• [Brano estratto]:
◇ ◇ ◇ ◇
Dopo il voto del 15 ottobre 2023 in Polonia si è costituito un nuovo esecutivo, che ha due obiettivi: governare e ripristinare lo stato di diritto. Il problema è che le istituzioni – procura, corte costituzionale, corte suprema, presidenza della repubblica, tv e radio – sono ancora controllate dal partito Diritto e giustizia (Pis). L’alleanza di governo tra Coalizione civica (Ko), Terza via e Lewica (Sinistra) si è trovata a dover affrontare ostacoli giuridici e istituzionali. Per superarli poteva scegliere tra due strade: agire nel rispetto della legge, il che avrebbe significato attendere che certe cariche esaurissero il mandato; o forzare la mano, infrangendo o alterando la legge per assumerne il controllo.
◇ ◇ ◇ ◇
• [Materiale fornito]:

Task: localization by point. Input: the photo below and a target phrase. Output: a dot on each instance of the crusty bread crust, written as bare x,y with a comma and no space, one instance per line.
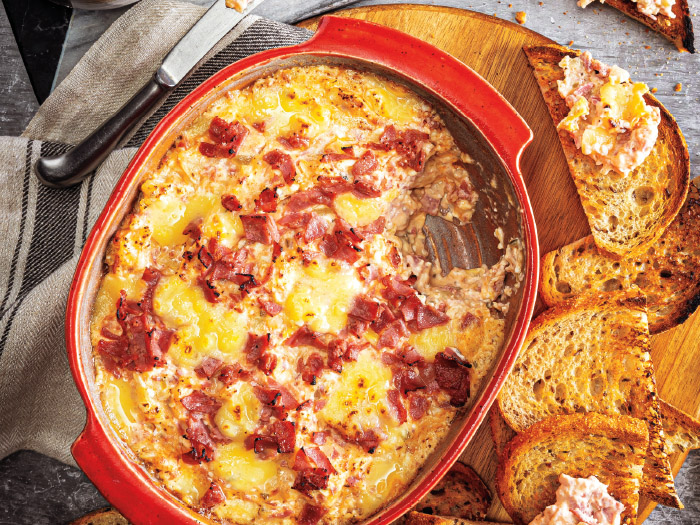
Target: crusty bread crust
611,448
591,354
417,518
678,30
627,214
668,274
501,432
460,493
682,431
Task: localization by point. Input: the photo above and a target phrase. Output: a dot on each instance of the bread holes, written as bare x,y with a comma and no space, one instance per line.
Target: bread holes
538,389
560,393
563,287
597,386
643,196
642,281
622,331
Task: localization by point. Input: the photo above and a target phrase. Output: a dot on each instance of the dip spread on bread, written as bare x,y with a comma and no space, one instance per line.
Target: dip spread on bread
608,118
651,8
581,501
271,341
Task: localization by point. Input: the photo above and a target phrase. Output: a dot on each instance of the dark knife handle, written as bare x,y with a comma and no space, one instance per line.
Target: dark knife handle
70,168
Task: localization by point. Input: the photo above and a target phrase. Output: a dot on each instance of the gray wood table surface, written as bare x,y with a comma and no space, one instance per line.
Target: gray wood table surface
56,493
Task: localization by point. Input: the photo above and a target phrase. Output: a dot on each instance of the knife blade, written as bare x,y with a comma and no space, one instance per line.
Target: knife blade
72,167
204,35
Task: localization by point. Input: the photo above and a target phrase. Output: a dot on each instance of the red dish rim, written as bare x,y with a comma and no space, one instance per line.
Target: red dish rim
124,483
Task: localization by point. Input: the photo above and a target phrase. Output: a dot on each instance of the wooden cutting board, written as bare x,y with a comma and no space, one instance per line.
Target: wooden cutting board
493,48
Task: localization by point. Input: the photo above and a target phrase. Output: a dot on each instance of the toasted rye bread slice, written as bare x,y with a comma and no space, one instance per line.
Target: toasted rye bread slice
682,431
611,448
626,213
678,30
460,493
591,354
417,518
106,516
667,273
501,433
◇ ◇ ◇ ◇
• [Consegna 1]:
Rispondi alle seguenti domande sul brano relativo alla Polonia:
(a) In quale data si è votato in Polonia?
(b) Quali sono i due obiettivi del nuovo esecutivo?
(c) Tra quali due strade poteva scegliere l'alleanza di governo per superare gli ostacoli?
• [Consegna 2]: Ricopia fedelmente il passo del brano sulla Polonia compreso tra "Dopo il voto" e "assumerne il controllo.", estremi inclusi.
• [Consegna 3]: Elenca tutti i partiti politici nominati nel brano sulla Polonia.

• [Risposta completa 1]:
(a) Il 15 ottobre 2023.
(b) Governare e ripristinare lo stato di diritto.
(c) Agire nel rispetto della legge, attendendo che certe cariche esaurissero il mandato, oppure forzare la mano, infrangendo o alterando la legge per assumerne il controllo.

• [Risposta completa 2]:
Dopo il voto del 15 ottobre 2023 in Polonia si è costituito un nuovo esecutivo, che ha due obiettivi: governare e ripristinare lo stato di diritto. Il problema è che le istituzioni – procura, corte costituzionale, corte suprema, presidenza della repubblica, tv e radio – sono ancora controllate dal partito Diritto e giustizia (Pis). L’alleanza di governo tra Coalizione civica (Ko), Terza via e Lewica (Sinistra) si è trovata a dover affrontare ostacoli giuridici e istituzionali. Per superarli poteva scegliere tra due strade: agire nel rispetto della legge, il che avrebbe significato attendere che certe cariche esaurissero il mandato; o forzare la mano, infrangendo o alterando la legge per assumerne il controllo.

• [Risposta completa 3]: Diritto e giustizia (Pis), Coalizione civica (Ko), Terza via, Lewica (Sinistra)